• Exercise details
Reproduce the lines of the records below word for word, leaving out the pictures.

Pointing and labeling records
+ + + +

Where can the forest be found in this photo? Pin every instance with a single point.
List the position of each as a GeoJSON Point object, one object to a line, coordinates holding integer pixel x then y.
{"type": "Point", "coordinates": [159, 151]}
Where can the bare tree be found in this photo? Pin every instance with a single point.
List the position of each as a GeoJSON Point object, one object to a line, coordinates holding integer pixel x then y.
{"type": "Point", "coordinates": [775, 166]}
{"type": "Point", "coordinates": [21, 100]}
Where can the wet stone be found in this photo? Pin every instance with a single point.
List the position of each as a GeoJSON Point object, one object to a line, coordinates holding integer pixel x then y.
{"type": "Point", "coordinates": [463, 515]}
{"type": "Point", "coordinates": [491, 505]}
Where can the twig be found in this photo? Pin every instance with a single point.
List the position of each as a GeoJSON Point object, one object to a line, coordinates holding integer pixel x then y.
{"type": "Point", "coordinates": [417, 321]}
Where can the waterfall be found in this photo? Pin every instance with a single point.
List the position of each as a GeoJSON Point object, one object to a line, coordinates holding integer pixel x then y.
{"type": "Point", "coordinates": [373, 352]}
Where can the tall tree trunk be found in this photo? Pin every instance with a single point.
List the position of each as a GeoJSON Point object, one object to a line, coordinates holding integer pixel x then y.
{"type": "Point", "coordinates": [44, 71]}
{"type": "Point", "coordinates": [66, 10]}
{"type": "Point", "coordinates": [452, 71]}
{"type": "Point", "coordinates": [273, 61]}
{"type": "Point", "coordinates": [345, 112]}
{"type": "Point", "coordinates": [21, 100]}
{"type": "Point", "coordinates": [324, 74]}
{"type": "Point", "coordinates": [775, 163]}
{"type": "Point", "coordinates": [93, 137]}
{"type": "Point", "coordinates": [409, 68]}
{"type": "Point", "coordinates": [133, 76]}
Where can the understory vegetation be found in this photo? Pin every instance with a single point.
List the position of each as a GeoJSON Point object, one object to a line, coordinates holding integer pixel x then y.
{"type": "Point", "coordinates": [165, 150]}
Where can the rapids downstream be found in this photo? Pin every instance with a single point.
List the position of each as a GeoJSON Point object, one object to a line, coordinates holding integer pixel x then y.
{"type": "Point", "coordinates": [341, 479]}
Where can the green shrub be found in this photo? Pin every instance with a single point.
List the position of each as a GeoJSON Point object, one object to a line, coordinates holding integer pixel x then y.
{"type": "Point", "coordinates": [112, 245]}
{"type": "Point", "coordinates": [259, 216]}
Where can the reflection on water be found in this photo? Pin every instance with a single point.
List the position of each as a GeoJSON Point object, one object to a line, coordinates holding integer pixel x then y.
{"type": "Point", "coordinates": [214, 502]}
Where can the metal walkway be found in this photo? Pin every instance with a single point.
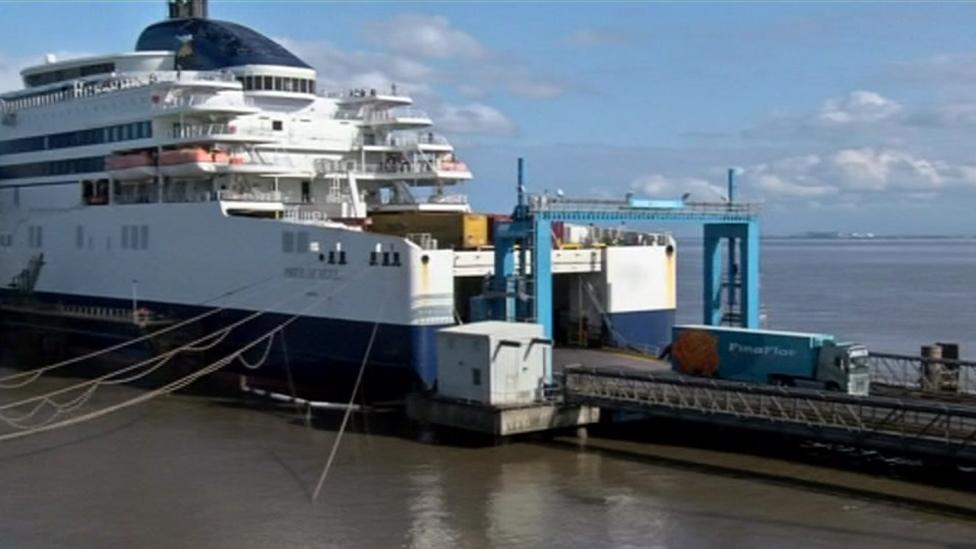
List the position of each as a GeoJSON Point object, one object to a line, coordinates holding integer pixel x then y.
{"type": "Point", "coordinates": [940, 429]}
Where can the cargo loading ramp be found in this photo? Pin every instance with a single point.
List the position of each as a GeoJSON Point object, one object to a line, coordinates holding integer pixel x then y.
{"type": "Point", "coordinates": [907, 425]}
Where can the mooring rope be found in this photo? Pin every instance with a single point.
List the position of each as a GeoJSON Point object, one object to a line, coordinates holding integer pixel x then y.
{"type": "Point", "coordinates": [264, 356]}
{"type": "Point", "coordinates": [349, 405]}
{"type": "Point", "coordinates": [49, 424]}
{"type": "Point", "coordinates": [30, 376]}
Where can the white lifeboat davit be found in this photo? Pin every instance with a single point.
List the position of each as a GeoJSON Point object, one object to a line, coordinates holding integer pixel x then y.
{"type": "Point", "coordinates": [130, 166]}
{"type": "Point", "coordinates": [192, 162]}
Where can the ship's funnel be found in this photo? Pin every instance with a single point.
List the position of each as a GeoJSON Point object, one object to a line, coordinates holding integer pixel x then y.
{"type": "Point", "coordinates": [179, 9]}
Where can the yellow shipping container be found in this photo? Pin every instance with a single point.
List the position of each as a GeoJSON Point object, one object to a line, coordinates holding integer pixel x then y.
{"type": "Point", "coordinates": [452, 230]}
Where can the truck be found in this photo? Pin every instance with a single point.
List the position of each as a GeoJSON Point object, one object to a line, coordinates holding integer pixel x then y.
{"type": "Point", "coordinates": [768, 356]}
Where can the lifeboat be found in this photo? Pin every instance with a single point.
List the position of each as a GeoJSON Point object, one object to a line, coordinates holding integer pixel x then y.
{"type": "Point", "coordinates": [192, 162]}
{"type": "Point", "coordinates": [130, 166]}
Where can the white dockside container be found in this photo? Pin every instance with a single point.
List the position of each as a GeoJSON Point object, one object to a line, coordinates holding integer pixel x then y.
{"type": "Point", "coordinates": [492, 362]}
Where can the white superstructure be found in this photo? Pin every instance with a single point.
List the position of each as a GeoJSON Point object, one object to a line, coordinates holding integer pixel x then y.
{"type": "Point", "coordinates": [185, 172]}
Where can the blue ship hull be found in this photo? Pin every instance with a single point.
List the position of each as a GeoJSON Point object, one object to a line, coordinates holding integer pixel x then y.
{"type": "Point", "coordinates": [320, 355]}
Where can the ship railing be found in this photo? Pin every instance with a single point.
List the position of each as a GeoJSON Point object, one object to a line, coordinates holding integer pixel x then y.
{"type": "Point", "coordinates": [227, 195]}
{"type": "Point", "coordinates": [177, 102]}
{"type": "Point", "coordinates": [448, 199]}
{"type": "Point", "coordinates": [925, 374]}
{"type": "Point", "coordinates": [191, 131]}
{"type": "Point", "coordinates": [392, 115]}
{"type": "Point", "coordinates": [406, 167]}
{"type": "Point", "coordinates": [408, 140]}
{"type": "Point", "coordinates": [94, 86]}
{"type": "Point", "coordinates": [558, 203]}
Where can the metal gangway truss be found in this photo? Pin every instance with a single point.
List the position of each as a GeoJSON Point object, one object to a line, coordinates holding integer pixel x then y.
{"type": "Point", "coordinates": [934, 428]}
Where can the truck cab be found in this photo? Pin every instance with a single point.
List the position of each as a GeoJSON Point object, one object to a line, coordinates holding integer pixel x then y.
{"type": "Point", "coordinates": [843, 366]}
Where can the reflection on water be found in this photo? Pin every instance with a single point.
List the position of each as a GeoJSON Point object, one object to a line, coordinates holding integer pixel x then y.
{"type": "Point", "coordinates": [430, 525]}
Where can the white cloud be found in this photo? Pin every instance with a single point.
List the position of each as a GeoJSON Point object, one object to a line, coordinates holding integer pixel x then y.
{"type": "Point", "coordinates": [424, 36]}
{"type": "Point", "coordinates": [791, 177]}
{"type": "Point", "coordinates": [474, 118]}
{"type": "Point", "coordinates": [876, 170]}
{"type": "Point", "coordinates": [859, 106]}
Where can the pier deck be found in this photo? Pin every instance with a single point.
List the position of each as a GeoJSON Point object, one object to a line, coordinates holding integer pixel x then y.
{"type": "Point", "coordinates": [912, 425]}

+ + + +

• Output of the task
Where can the forest be found in this photo? Pin every instance with a single point.
List the position of each as a GeoJSON Point object, one object to a line, coordinates holding integer pixel x then y.
{"type": "Point", "coordinates": [159, 151]}
Where can the bare tree be found in this photo? Pin every instance with a single point.
List the position of each as a GeoJSON Point object, one object to a line, coordinates holding integer pixel x then y.
{"type": "Point", "coordinates": [775, 166]}
{"type": "Point", "coordinates": [21, 100]}
Where can the wet stone be found in this photo? Pin every instance with a single point.
List the position of each as a GeoJSON Point object, one object to a line, coordinates holding integer pixel x then y.
{"type": "Point", "coordinates": [463, 515]}
{"type": "Point", "coordinates": [491, 505]}
Where can the twig be found in this photo? Pin every instance with a single point.
List the position of each as a GeoJSON Point object, one object to a line, coordinates holding integer pixel x then y.
{"type": "Point", "coordinates": [417, 321]}
Where can the waterfall be found in this photo? Pin every instance with a single point.
List the position of each as a GeoJSON Point object, one object to a line, coordinates holding integer pixel x then y.
{"type": "Point", "coordinates": [373, 352]}
Where can the tall tree trunk be found in this photo? Pin every instance with a single point.
List the position of each as a GeoJSON Point object, one object to a line, coordinates holding integer pixel x then y.
{"type": "Point", "coordinates": [44, 71]}
{"type": "Point", "coordinates": [66, 10]}
{"type": "Point", "coordinates": [452, 71]}
{"type": "Point", "coordinates": [273, 61]}
{"type": "Point", "coordinates": [345, 112]}
{"type": "Point", "coordinates": [21, 100]}
{"type": "Point", "coordinates": [324, 74]}
{"type": "Point", "coordinates": [775, 163]}
{"type": "Point", "coordinates": [93, 137]}
{"type": "Point", "coordinates": [409, 68]}
{"type": "Point", "coordinates": [133, 76]}
Where can the understory vegetation be found in this photo? Pin every instance with a single point.
List the position of each as a GeoJSON Point object, one object to a line, coordinates holding integer pixel x then y.
{"type": "Point", "coordinates": [165, 150]}
Where can the rapids downstream be found in this photo? Pin every instance with a single point.
List the position of each as a GeoJSON Point object, one object to a line, coordinates holding integer pixel x then y.
{"type": "Point", "coordinates": [341, 479]}
Where can the green shrub be found in this photo? Pin every instance with a single point.
List the position of each as a GeoJSON Point object, one object to a line, coordinates holding integer pixel x then y.
{"type": "Point", "coordinates": [112, 245]}
{"type": "Point", "coordinates": [259, 216]}
Where can the reflection on water be found in this photo? Pin every instance with a single point.
List the position of each as a GeoJSON Point object, one object to a line, coordinates holding integer pixel x then y.
{"type": "Point", "coordinates": [214, 502]}
Where can the metal walkway be found in this photo? Pin every instance with a single point.
List the position of each as a GeoJSON Point object, one object to a line, coordinates holding integer pixel x then y.
{"type": "Point", "coordinates": [940, 429]}
Where can the cargo loading ramp be found in this photo? Pin every instance with a single point.
List the position of each as a GeoJSON Point object, one object to a line, coordinates holding integer pixel x then y.
{"type": "Point", "coordinates": [907, 425]}
Where can the mooring rope be found in this photo? Pin every instance with a single point.
List the position of each as a GeoJSON Point object, one object to a line, coordinates holding integer pixel x then y.
{"type": "Point", "coordinates": [264, 356]}
{"type": "Point", "coordinates": [349, 405]}
{"type": "Point", "coordinates": [49, 424]}
{"type": "Point", "coordinates": [30, 376]}
Where can the white lifeboat davit be found in this photo? Pin every instance with a single point.
List the position of each as a GeoJSON Point object, one object to a line, coordinates holding integer pixel x then y.
{"type": "Point", "coordinates": [130, 166]}
{"type": "Point", "coordinates": [192, 162]}
Where can the ship's funnel be found in this photo? Pin every instance with a single point.
List the position of each as a GeoJSON Point object, one object to a line, coordinates holding integer pixel x then y.
{"type": "Point", "coordinates": [179, 9]}
Where can the yellow shipping container be found in this photo? Pin every instance with a single point.
List the position of each as a GeoJSON Point object, one object to a line, coordinates holding integer pixel x then y.
{"type": "Point", "coordinates": [452, 230]}
Where can the truck be found in this photo? Pin every instance with a single point.
List the position of each as a GeoJSON Point object, one object to a line, coordinates holding integer pixel x then y.
{"type": "Point", "coordinates": [768, 356]}
Where can the lifeboat be found in this photo? Pin every instance with a single point.
List the position of each as a GeoJSON Point object, one object to a line, coordinates holding integer pixel x then y.
{"type": "Point", "coordinates": [192, 162]}
{"type": "Point", "coordinates": [130, 166]}
Where can the white dockside container be found in this photo? Pin every instance with a single point.
List the position of each as a GeoJSON Point object, one object to a line, coordinates holding integer pixel x then y.
{"type": "Point", "coordinates": [492, 362]}
Where can the white superstructure be found in this photo? Pin every instance with a single point.
List the position of each as a GeoJSON Point object, one object to a line, coordinates holding integer pixel x then y.
{"type": "Point", "coordinates": [185, 172]}
Where can the blue ship hull be found in this photo? Pin every instance with a single point.
List the position of each as a GeoJSON Point object, one object to a line, coordinates holding integer pixel x then y.
{"type": "Point", "coordinates": [320, 355]}
Where can the ship railing be found in this photo? Pin every instance with a single point.
List the position of each as a GeoJSON Point object, one object to a line, coordinates holding integer pixel x then y.
{"type": "Point", "coordinates": [227, 195]}
{"type": "Point", "coordinates": [177, 102]}
{"type": "Point", "coordinates": [448, 199]}
{"type": "Point", "coordinates": [925, 374]}
{"type": "Point", "coordinates": [191, 131]}
{"type": "Point", "coordinates": [392, 115]}
{"type": "Point", "coordinates": [406, 167]}
{"type": "Point", "coordinates": [408, 140]}
{"type": "Point", "coordinates": [94, 86]}
{"type": "Point", "coordinates": [558, 203]}
Where can the metal gangway truss be found in this photo? Pin every instance with a single point.
List the position of each as a GeoJSON Point object, one object to a line, coordinates holding integer pixel x then y.
{"type": "Point", "coordinates": [934, 428]}
Where can the truck cab be found in this photo? Pin every instance with a single point.
List the position of each as a GeoJSON Point object, one object to a line, coordinates holding integer pixel x then y.
{"type": "Point", "coordinates": [843, 366]}
Where can the reflection on water be found in this photo? Pin every instance with a single point.
List the position of each as a GeoJSON Point object, one object to a line, coordinates holding integer pixel x then y.
{"type": "Point", "coordinates": [430, 525]}
Where can the white cloud be found in this photo? Pin every instance with a single point.
List the position of each as a GeoJSON Point object, one object to a line, coordinates holding integer pixel x then y.
{"type": "Point", "coordinates": [424, 36]}
{"type": "Point", "coordinates": [791, 177]}
{"type": "Point", "coordinates": [474, 118]}
{"type": "Point", "coordinates": [876, 170]}
{"type": "Point", "coordinates": [859, 106]}
Where can the pier deck be found in this photo? Pin every instance with a single point.
List the position of each as a GeoJSON Point object, one object to a line, coordinates holding integer pixel x then y.
{"type": "Point", "coordinates": [912, 425]}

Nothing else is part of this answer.